What to do:
In the listing below, reproduce the lines starting with the one that contains "Q: For every instance of the undergrowth" and going on through the one that contains "[(183, 375)]", with "undergrowth" changed to "underbrush" and nothing else altered.

Dataset records:
****************

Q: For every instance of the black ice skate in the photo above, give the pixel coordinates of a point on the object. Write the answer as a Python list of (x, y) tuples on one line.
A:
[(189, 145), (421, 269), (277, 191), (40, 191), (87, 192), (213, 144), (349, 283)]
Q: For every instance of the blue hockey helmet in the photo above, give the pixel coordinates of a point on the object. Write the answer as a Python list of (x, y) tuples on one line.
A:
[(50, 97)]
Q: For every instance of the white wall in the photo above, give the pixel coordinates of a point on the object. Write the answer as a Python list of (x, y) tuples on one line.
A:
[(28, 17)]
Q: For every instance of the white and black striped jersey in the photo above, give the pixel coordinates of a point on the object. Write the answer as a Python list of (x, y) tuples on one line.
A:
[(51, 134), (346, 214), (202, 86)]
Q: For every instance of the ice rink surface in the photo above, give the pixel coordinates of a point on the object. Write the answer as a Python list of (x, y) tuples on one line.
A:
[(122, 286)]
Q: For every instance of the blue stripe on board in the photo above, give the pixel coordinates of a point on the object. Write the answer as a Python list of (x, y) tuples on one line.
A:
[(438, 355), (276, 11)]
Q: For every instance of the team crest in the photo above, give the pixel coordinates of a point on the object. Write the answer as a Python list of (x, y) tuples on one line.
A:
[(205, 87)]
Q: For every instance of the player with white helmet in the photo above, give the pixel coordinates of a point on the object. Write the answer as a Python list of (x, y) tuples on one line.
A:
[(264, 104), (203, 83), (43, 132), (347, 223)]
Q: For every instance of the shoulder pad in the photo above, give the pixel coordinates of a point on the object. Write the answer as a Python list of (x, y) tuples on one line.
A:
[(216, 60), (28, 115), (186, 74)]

****************

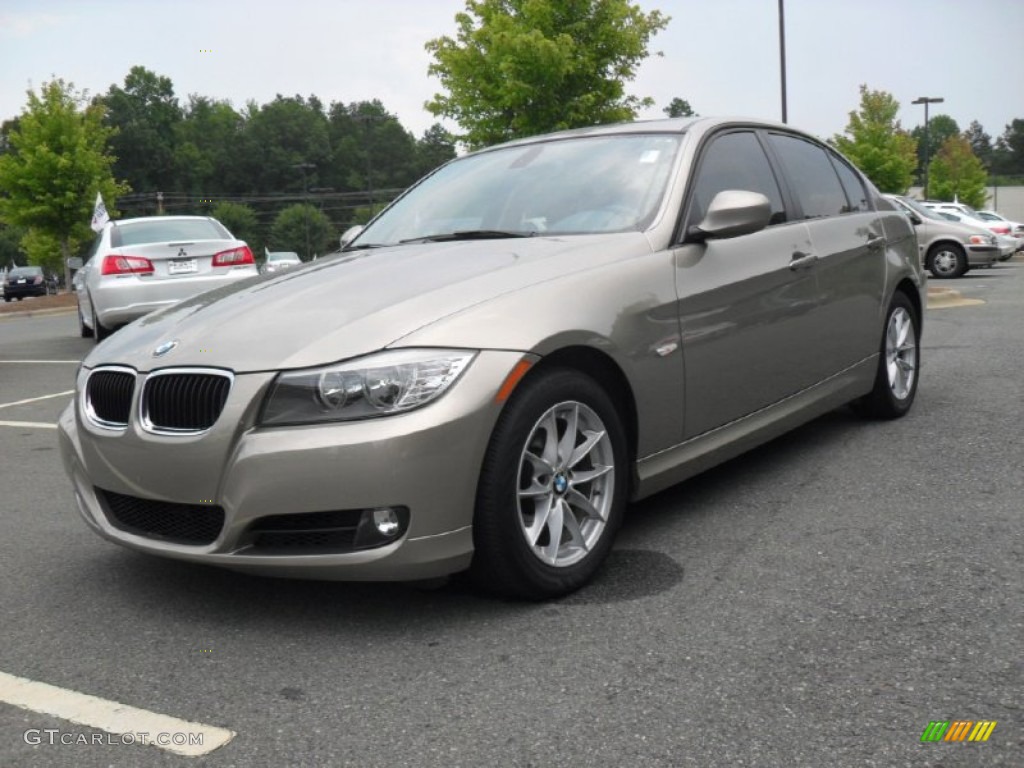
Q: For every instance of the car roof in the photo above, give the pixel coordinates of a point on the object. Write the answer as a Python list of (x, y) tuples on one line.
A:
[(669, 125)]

****************

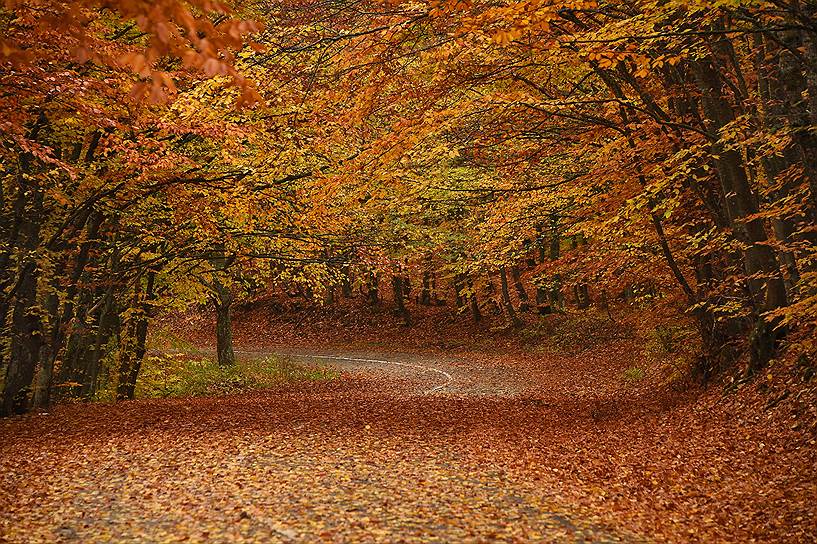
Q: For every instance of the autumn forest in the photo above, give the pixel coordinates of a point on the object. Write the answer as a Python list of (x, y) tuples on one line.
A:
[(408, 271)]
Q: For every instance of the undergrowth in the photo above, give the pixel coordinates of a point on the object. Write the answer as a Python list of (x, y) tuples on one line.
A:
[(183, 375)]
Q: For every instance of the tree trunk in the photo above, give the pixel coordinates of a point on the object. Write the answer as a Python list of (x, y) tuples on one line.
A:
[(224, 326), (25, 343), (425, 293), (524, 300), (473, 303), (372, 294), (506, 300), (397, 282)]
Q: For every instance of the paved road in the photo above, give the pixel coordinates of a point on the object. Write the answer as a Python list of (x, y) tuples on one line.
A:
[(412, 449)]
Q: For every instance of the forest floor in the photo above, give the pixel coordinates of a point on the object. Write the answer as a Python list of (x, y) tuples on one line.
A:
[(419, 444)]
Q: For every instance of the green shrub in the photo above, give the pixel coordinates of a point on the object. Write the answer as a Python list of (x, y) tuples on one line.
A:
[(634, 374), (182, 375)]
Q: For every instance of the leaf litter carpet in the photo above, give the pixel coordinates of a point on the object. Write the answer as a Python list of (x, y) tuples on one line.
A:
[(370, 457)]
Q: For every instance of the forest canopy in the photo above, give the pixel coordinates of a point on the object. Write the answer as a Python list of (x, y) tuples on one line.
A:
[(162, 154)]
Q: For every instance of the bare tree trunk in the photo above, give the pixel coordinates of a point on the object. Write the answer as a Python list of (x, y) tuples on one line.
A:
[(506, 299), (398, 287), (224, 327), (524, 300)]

****************

Result for this exercise:
Q: For every instance of the underbrush in the photo above, give the pixel coordinates of a point on the object. Write the answer as a Python list of (x, y) tuples on one line.
A:
[(183, 375)]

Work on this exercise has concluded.